## EXERCISE OBJECTIVE
Each line from the opening of the records that follow to the line with "top-left (76, 226), bottom-right (164, 341)" needs to be written out exactly. Add nothing.

+++

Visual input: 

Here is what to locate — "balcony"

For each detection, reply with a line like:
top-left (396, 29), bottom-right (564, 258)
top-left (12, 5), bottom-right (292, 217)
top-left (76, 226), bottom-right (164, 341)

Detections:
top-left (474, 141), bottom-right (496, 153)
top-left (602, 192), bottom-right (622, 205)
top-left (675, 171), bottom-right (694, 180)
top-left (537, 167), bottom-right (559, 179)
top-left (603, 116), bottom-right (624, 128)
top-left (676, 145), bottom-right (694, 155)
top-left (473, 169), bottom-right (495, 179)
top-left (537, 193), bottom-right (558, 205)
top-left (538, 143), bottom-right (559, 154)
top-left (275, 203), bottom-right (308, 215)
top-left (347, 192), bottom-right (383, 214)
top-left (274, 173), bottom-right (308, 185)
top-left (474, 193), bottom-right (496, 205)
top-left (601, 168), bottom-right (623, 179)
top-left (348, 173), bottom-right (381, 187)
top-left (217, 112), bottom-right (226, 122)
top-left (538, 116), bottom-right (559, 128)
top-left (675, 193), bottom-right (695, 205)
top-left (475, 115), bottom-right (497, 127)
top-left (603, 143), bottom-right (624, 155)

+++

## OUTPUT OF THE TASK
Visual input: 

Here is what to locate — "balcony"

For each detection, reply with a line like:
top-left (396, 29), bottom-right (564, 258)
top-left (12, 5), bottom-right (292, 217)
top-left (76, 226), bottom-right (164, 341)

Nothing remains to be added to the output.